> Required tasks:
a – Rewrite the stretch of the Python big data article from "Some background of" through "rapid application development.", putting "built-in library" in place of "standard library".
b – In the article on Python and big data, who implemented Python in 1989?
c – Pick up the article on why Python matters for big data right after its last sentence and keep writing.

> Excerpt to read:
━━━━

Why Python is important for big data?

Big Data and Python

Overview :

Python is a general purpose programming language which is open source, flexible, powerful and easy to use. One of the most important features of python is its rich set of utilities and libraries for data processing and analytics tasks. In the current era of big data, python is getting more popularity due to its easy-to-use features which supports big data processing.

In this article we will explore features and packages of python which are widely used in the big data use cases. We will also walk through a real life example which shows big data processing (unstructured data) with the help of python packages and programming.

Some background of Python:

Python was first introduced in the year 1980s and then implemented in the year 1989 by Guido Van Rossum. Python was developed as an open source project which can also be used in commercial environment. The basic philosophy of python is to make code easy to use, more readable and write less number of lines for accomplishing more tasks. The most attractive part of python is its standard library which contains ready to use tools for performing various tasks. Python Package Index was introduced in Jan.2016, containing more than 72000 packages for third party software usage.

Python features

Following are some of the important features of python which makes it a perfect fit for rapid application development.

━━━━

> Stored records:
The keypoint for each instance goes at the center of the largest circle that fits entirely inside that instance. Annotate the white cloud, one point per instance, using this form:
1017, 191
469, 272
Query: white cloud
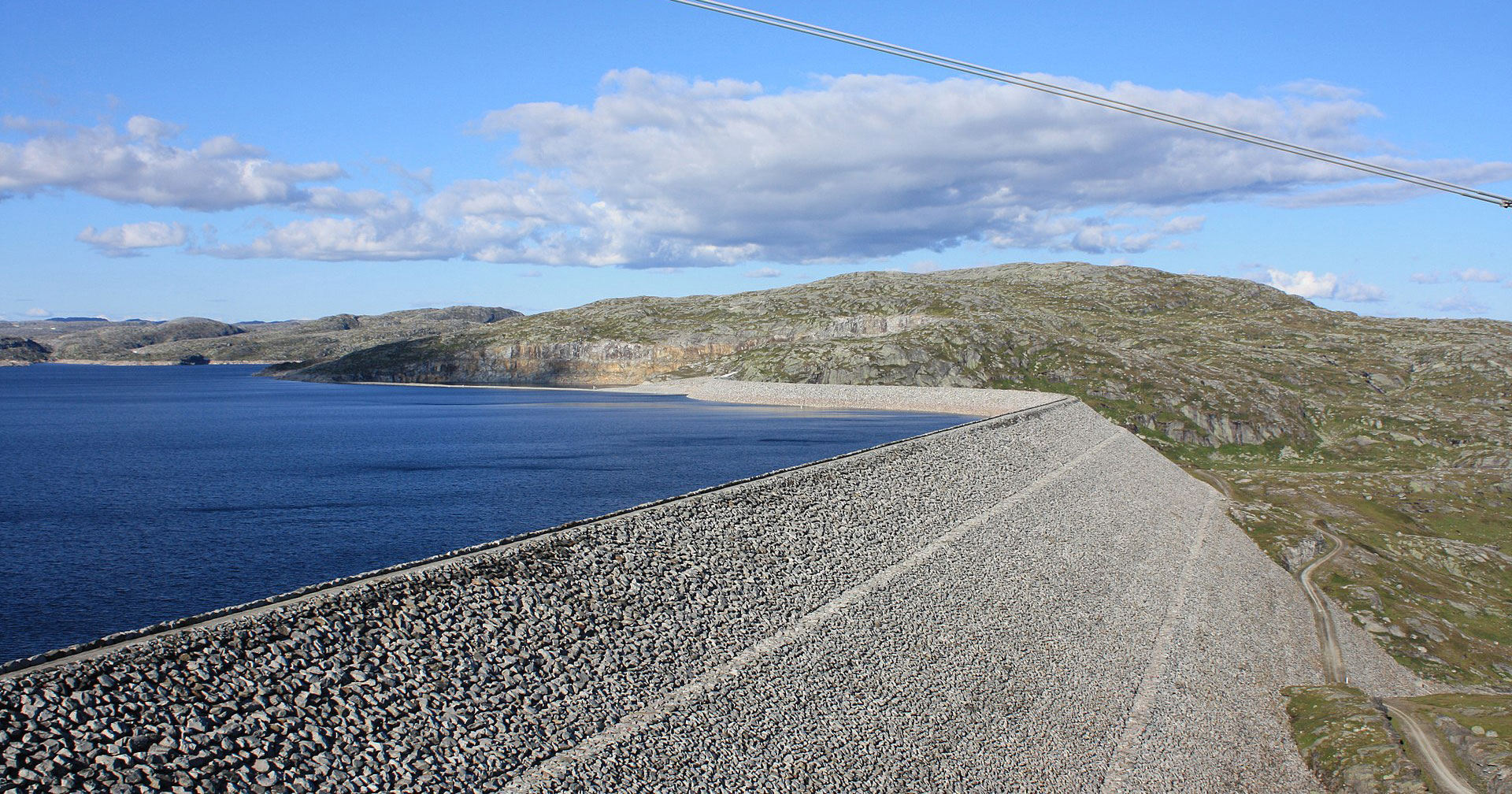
139, 167
1459, 302
1358, 292
1476, 274
131, 239
665, 171
1314, 286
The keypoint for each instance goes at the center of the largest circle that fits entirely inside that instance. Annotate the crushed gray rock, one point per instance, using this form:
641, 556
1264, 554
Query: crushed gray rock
1024, 621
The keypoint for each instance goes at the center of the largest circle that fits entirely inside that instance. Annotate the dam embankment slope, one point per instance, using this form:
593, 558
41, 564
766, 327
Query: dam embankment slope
1033, 603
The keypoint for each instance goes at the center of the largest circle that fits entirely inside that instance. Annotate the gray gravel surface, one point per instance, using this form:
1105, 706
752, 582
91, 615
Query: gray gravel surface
1027, 604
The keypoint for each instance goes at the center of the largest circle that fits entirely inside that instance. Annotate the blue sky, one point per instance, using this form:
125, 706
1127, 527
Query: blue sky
298, 159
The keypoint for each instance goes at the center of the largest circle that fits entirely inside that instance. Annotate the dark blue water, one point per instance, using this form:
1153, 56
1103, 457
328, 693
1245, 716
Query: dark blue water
143, 493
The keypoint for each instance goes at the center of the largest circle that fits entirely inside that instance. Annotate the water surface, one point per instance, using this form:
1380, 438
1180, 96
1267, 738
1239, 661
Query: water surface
143, 493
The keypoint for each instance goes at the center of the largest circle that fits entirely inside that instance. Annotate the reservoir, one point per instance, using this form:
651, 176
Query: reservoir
143, 493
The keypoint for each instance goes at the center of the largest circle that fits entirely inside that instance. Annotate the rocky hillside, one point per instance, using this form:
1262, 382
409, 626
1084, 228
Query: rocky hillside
291, 340
1198, 360
1392, 433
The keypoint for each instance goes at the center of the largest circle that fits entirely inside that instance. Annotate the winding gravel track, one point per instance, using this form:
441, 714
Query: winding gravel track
1334, 670
1429, 752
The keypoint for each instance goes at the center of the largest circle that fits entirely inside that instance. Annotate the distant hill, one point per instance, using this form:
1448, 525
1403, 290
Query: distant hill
1393, 433
286, 340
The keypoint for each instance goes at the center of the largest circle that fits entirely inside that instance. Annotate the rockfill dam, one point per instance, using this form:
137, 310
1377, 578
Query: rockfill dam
1030, 603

━━━━

> Outputs for the tasks:
a –
Some background of Python:

Python was first introduced in the year 1980s and then implemented in the year 1989 by Guido Van Rossum. Python was developed as an open source project which can also be used in commercial environment. The basic philosophy of python is to make code easy to use, more readable and write less number of lines for accomplishing more tasks. The most attractive part of python is its built-in library which contains ready to use tools for performing various tasks. Python Package Index was introduced in Jan.2016, containing more than 72000 packages for third party software usage.

Python features

Following are some of the important features of python which makes it a perfect fit for rapid application development.

b – Guido Van Rossum.

c –
Python is interpreted language so the program does not need to be compiled. Interpreter parses the program code and generates the output.
Python is dynamically typed, so the variables types are defined automatically.
Python is strongly typed. So the developers need to cast the type manually.
Less code and more use makes it more acceptable.
Python is portable, extendable and scalable.

Why Python is important in big data and analytics?

Python is very popular for big data processing due to its simple usage and wide set of data processing libraries. It is also preferred for making scalable applications. The other important side of python is its ability to integrate with web applications. All the above features provide support for big data processing and generating quick insights. This quick and dynamic insight (which changes very frequently) is valuable to the organizations. So they want some powerful language/platform/tools to get this value instantly and remain competitive in the market. Python plays an important role here and supports the need of the business.

How to download, install and setup Python?

In most of the Linux distribution, python comes as a default installed package. So in those scenarios, users do not need to install it separately. For Windows, the installer can be downloaded from the link below and then install as per instruction. Just remember to check ‘Add Python.exe to path‘ so that it is automatically added in the path.

Following is the download link:

https://www.python.org/downloads/

Image 1: Showing ‘Add Python.exe to path’ as checked

After installation is complete, type ‘python’ in the command prompt as shown below. It will display details about installation, version etc. It also ensures that your python installation is successful.

Image 2: Showing python command prompt

Now to start writing a python program developers need to install a good text editor. So notepad++ or any other good editor can be installed.

How to run python applications? Python can be used in two ways as shown below.

Type python commands from command prompt
Write python code in script file (.py)

In our example we will be using script file to run the application.

How to process unstructured data by using python?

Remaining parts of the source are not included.